WHAT YOU HAVE TO DO:
Give each entry back by retyping it exactly as written.

=== Begin Enclosure ===

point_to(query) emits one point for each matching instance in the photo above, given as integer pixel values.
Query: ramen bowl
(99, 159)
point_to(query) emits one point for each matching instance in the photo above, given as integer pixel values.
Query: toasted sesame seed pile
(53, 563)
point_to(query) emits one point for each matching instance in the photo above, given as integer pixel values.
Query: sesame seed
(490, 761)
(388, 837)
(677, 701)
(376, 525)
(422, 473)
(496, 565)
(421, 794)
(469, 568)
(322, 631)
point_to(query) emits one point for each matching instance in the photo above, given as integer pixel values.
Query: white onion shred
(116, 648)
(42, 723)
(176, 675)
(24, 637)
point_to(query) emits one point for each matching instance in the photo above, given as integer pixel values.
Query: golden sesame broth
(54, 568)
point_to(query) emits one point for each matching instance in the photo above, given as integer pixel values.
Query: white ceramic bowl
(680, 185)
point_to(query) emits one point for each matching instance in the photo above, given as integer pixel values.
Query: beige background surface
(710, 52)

=== End Enclosure ===

TASK SOLUTION:
point_to(query) emits one point for each matching instance in the photo above, given as integer pixel values.
Query: ramen bowl
(99, 159)
point_to(query) emits one point for each matching instance in the photo above, given as integer pixel values.
Query: toasted sesame seed pile
(53, 563)
point_to(query) emits one point for each matching instance in the photo above, given as integer pixel values.
Query: sesame seed
(490, 761)
(388, 837)
(677, 701)
(376, 525)
(422, 473)
(496, 565)
(421, 794)
(469, 568)
(322, 631)
point_to(query) emits one point for each matching instance in the photo above, given as integer pixel values.
Query: white onion shred
(116, 648)
(42, 723)
(176, 675)
(24, 637)
point_to(query) emits one point for each matching instance in the photo above, given as integer pixel values.
Query: golden sesame broth
(54, 568)
point_to(query) emits one point for each matching instance in the photo above, given as integer pixel values.
Query: white ceramic bowl
(680, 185)
point_to(query) emits one point for each matching instance in the photo above, given as integer pixel values.
Query: beige background surface
(710, 52)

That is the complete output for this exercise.